>> begin Data rows

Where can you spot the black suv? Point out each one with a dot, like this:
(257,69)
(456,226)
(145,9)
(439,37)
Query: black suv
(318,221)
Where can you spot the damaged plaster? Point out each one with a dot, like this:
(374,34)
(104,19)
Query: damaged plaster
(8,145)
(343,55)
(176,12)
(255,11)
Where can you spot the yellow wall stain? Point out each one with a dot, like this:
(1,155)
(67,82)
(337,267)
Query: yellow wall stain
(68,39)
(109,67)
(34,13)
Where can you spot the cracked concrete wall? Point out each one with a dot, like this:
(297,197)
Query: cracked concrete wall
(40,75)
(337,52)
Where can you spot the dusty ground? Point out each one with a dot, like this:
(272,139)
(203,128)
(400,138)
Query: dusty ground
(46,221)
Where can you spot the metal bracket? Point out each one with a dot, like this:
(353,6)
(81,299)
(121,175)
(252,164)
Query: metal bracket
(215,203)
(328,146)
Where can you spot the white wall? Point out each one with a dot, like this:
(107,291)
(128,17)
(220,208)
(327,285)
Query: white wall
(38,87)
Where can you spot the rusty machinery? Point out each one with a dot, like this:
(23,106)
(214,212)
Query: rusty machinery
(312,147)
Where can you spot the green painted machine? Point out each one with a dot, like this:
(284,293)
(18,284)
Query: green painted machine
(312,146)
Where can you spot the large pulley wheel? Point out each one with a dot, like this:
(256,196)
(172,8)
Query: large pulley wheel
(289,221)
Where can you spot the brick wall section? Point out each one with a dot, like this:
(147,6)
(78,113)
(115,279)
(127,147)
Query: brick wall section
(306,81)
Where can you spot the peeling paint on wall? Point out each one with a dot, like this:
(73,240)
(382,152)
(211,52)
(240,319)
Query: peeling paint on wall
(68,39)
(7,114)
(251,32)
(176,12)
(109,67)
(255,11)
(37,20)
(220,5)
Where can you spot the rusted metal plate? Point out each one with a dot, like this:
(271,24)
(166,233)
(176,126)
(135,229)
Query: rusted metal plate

>> end Data rows

Reproduce all of the data above line for line, changing nothing.

Where can you spot the black suv? Point out each one with a dot, like this:
(257,69)
(456,226)
(145,9)
(439,37)
Query: black suv
(318,221)
Where can you spot the damaged plaster? Point out each one with a dot, like this:
(374,34)
(104,19)
Query: damaged plaster
(8,145)
(343,55)
(176,12)
(255,11)
Where can you spot the yellow wall stain? Point out each one with a dot, like this:
(1,155)
(67,82)
(337,267)
Query: yellow wall stain
(68,39)
(109,67)
(34,13)
Where can you spot the cracked concrete wall? Point out each one with a dot, like this:
(297,197)
Query: cracked concrete wall
(40,75)
(337,52)
Where can you spot the dusty ground? Point out each one with a dot, like this:
(272,139)
(203,128)
(400,138)
Query: dusty ground
(46,221)
Where can you spot the metal bracket? Point out each one with a dot, like this:
(353,6)
(81,299)
(121,175)
(252,164)
Query: metal bracket
(215,203)
(328,146)
Where can you spot the white wall? Point out each one with a dot, like this:
(107,291)
(128,17)
(220,208)
(327,285)
Query: white wall
(38,87)
Where can you spot the rusty machinery? Point out each one with a dot, like this:
(23,106)
(214,212)
Query: rusty machinery
(312,147)
Where can you spot the green painted machine? Point out each one with a dot, like this:
(284,293)
(18,284)
Query: green painted machine
(312,146)
Where can you spot the large pulley wheel? Point out each one with a dot, like this:
(256,196)
(172,8)
Query: large pulley wheel
(289,221)
Where can you spot the brick wall section? Point out each one with a dot, like this:
(147,6)
(78,113)
(115,279)
(127,147)
Query: brick wall section
(306,81)
Where can you spot the peeling paint on wall? Point out each one with a dot, like this:
(73,240)
(382,152)
(211,52)
(240,319)
Query: peeling paint on wall
(68,39)
(7,114)
(251,32)
(176,12)
(109,67)
(255,11)
(37,20)
(220,5)
Where can you spot the rusted metal plate? Point out each one with a dot, like this:
(271,24)
(166,233)
(176,126)
(135,229)
Query: rusted metal plate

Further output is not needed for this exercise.